━━━ Text

Tuesday, May 6, 2014

What!? Music Makes My Brain More Plastic??

I really love making music with young children and their mommies, daddies, grandmas and caregivers!  I feel so fortunate to have been able to do this awesome work for many years and, while I truly believe that music-learning for it's very own sake is KING (and also supports a child's development in almost all areas), I was recently listening to a talk at our annual Music Together Conference, from Karl Paulneck, and learned how music learning is even MORE powerful than I had previously known and it even helps the brain develop and grow!

First of all, here is a little bit of brain information:  we know that brain' ability to make new connections, repair themselves and restructure is super important.  This helps us learn new things, solve problems, and relate to the world.  Can you imagine not being able to learn new things just because you were turning 50 soon?  This would be so personally disturbing.  We used to believe that the brain was a physiologically static organ, but new research is showing otherwise!  Yaaa!  The brain's plasticity, also known as neuroplasticity, describes how our experiences reorganize neural pathways.  When we learn new things, our brains get structured accordingly.  This is super exciting.

More exciting news that I learned from Karl Paulneck:  there are FOUR things that stimulate the brain's neuroplasticity.  Drum roll please......

  1. MUSIC
  2. Intentional EXERCISE (and movement)
  3. PLAY 
  4. NUMINOUS EXPERIENCES (experiences that take us away from our ego and when our sense of self is abosorbed, such as spiritual experiences or possibly singing in a choir/ playing in a band or group music making at Music Together)
Anyone who has been to a Music Together class knows that we do all four of these things each and every week we get to see our families.  The numinous experience happens when families are singing and moving together with their children and get lost in that awesome soup of sound with silly ostinatos, or rounds, or precious lullabies into babies ears.

I love that our brains are "plastic"!

━━━━━━
━━━ Extracted entries

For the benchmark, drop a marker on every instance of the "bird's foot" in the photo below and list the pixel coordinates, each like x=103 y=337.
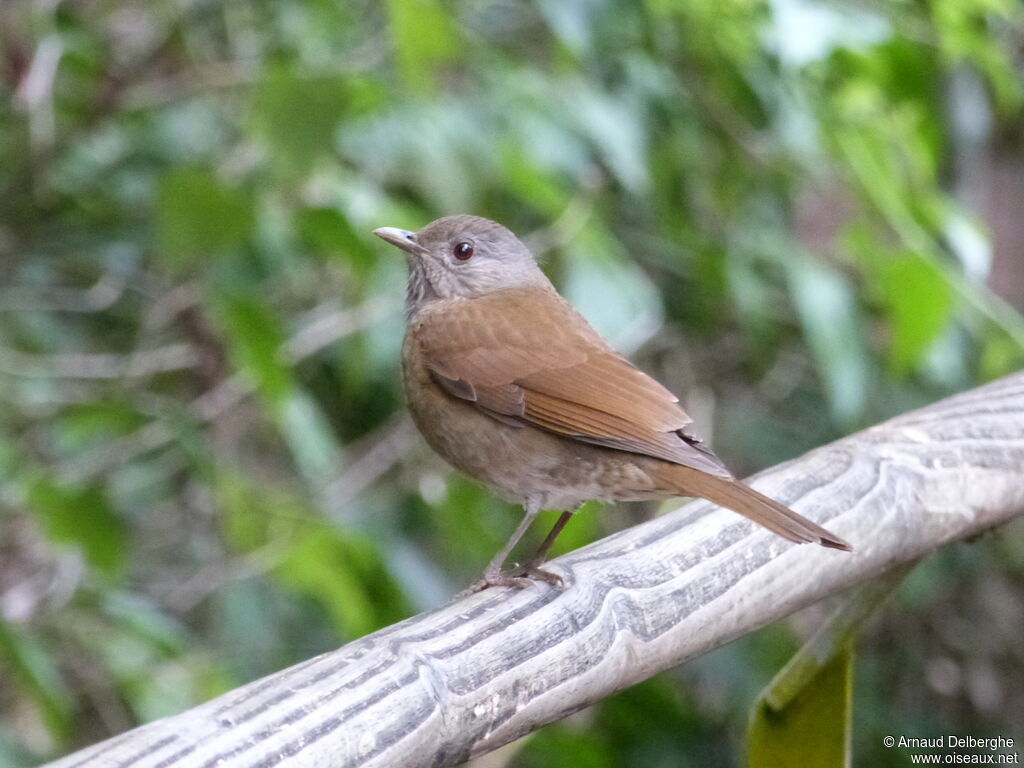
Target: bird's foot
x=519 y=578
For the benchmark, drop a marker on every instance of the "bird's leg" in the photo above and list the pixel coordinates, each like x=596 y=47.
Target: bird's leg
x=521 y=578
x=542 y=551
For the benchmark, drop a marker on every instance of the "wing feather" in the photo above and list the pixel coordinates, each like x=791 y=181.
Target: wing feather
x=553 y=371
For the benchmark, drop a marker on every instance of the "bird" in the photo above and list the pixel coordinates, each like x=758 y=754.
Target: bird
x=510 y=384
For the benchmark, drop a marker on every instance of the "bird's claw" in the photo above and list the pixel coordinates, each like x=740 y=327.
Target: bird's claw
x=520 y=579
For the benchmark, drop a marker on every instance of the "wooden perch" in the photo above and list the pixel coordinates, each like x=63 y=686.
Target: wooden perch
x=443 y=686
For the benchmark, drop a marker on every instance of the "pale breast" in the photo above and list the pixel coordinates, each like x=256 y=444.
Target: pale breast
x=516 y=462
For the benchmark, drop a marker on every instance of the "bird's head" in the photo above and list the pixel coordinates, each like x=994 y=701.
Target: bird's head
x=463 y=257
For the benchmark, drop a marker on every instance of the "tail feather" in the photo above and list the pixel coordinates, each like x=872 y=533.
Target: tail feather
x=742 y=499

━━━━━━
━━━ Extracted entries

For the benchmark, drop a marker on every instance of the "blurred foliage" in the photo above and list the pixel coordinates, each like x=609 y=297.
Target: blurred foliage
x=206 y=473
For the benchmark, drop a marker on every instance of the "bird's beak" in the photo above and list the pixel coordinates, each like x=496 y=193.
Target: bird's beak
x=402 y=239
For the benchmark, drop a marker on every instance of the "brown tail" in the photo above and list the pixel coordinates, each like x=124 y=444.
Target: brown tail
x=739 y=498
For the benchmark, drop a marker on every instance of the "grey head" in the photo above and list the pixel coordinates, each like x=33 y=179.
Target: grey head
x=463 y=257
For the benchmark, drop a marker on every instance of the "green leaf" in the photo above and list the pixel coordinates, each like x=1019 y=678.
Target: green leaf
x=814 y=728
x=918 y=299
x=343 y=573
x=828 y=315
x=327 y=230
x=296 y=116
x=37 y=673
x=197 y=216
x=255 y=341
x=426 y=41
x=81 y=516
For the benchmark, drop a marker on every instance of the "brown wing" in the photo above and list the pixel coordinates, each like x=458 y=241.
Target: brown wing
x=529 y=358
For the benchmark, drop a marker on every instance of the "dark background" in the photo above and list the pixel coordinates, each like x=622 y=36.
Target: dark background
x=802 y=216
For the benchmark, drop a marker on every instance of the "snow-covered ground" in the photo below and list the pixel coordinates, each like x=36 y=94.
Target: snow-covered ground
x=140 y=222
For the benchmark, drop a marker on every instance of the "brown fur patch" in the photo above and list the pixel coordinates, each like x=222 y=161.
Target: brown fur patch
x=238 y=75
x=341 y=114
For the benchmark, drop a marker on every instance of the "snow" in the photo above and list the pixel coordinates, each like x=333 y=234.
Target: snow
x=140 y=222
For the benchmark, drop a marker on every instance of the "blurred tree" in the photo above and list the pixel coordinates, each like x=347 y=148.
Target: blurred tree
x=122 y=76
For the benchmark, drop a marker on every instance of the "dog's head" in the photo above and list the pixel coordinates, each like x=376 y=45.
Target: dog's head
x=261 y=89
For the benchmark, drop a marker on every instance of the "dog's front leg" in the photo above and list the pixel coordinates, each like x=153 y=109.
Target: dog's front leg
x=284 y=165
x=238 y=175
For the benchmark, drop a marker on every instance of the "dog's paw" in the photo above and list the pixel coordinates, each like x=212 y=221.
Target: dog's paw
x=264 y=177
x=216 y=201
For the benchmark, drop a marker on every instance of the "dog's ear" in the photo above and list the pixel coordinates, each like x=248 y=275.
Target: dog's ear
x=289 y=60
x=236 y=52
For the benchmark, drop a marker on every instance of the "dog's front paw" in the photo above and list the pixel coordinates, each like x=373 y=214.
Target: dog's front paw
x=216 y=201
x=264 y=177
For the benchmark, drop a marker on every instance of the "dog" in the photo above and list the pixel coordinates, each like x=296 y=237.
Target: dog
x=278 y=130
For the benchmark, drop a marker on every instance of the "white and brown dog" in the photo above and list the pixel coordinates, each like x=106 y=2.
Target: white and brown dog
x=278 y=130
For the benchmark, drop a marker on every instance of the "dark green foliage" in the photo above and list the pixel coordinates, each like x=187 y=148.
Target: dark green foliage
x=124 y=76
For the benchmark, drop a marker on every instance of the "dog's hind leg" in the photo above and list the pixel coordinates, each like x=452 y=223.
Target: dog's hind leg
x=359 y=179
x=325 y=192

━━━━━━

**Tasks and exercises**
[1] In the blog post on music and brain plasticity, who gave the talk at the annual Music Together Conference?
[2] Decide whether each statement agrees with the blog post on music and brain plasticity, answering yes or no and quoting the words that settle it: (a) Four things stimulate the brain's neuroplasticity. (b) People once believed the brain was a physiologically static organ. (c) Music Together classes cover only two of the listed things each week.
[3] Carry the blog post on music and brain plasticity forward by a paragraph or two, starting after its final sentence.
The listing comes from a separate source, not from the blog post on music and brain plasticity.

**Answers by task**
[1] Karl Paulneck

[2]
(a) Yes: "there are FOUR things that stimulate the brain's neuroplasticity"
(b) Yes: "We used to believe that the brain was a physiologically static organ"
(c) No: "we do all four of these things each and every week"

[3]
♥   Kathy Rowe
Music Together in Phoenix

PS  Read more about Karl Paulneck's Welcome Address at the Boston Conservatory:  Welcome Address

Tuesday, April 9, 2013

Singing and Dancing Children


Another fun, yet frenzied, Monday Night Music Together class: it's a little bit on the smaller side for our typical classes (5 children and with one make up family), but last night's benefit was getting to really see (and hear) the children's music responses!

We have a family "making up" and coming to class for almost the first time.  Mom and Dad marvels at how pre-walking, baby Cale immediately started rocking his little torso with our "Hello Song" while he squealed with happy sounds.  Cale's strong rhythmic response did not stop until the very end of class.  The whole class took notice and we sang a verse on his happy yowl sound - Cale smiling as if to say, "yes, that's MINE!"

A set of adorable soon-to-be 4 year old twin brothers (also with both Mom and Dad) immediately start to moving parts of their bodies to the beat.  J.J. leads the class with his pointer finger as we warm up with "whooo" sounds going higher and higher and then quick down to the ground.  Colton is sitting really close to mom; he's smiling but says "no thanks"; we follow Dad's finger "whew, whew, whew" up and down.

Jack and his Mom are holding hands rocking side to side like a HUGE bell for the "Ding Dong" song; Jack taking the lead!  We switch to a "row boat" motion, still with parents/children holding hands.  I hear mommy voices, daddy voices AND children's voices - it's so awesome!  

Noah is smiling big when it's time to going on our pony rides and bounce on the grownup's laps!  He has wandered across the circle and so I get to take a turn being Noah's "pony" for "Ride O"!  At the end of the song, he initiates the next verse by bouncing his little bottom.  It's time for fast running horses!  

Siobhan, the only 3 year old with a vocabulary of a middle adolescent, is coming in to class and quickly joins in!   The whole group moves up to dancing as we transition into our "Betty Martin" tiptoe song.  Siobhan picks jumping for the next verse!  Mom & Dad all follow along as we all dance & sing, "Hey Siobhan, Jumping, Jumping....".  She is the one that explains the concept of sharing to her newest best-friend, Jack.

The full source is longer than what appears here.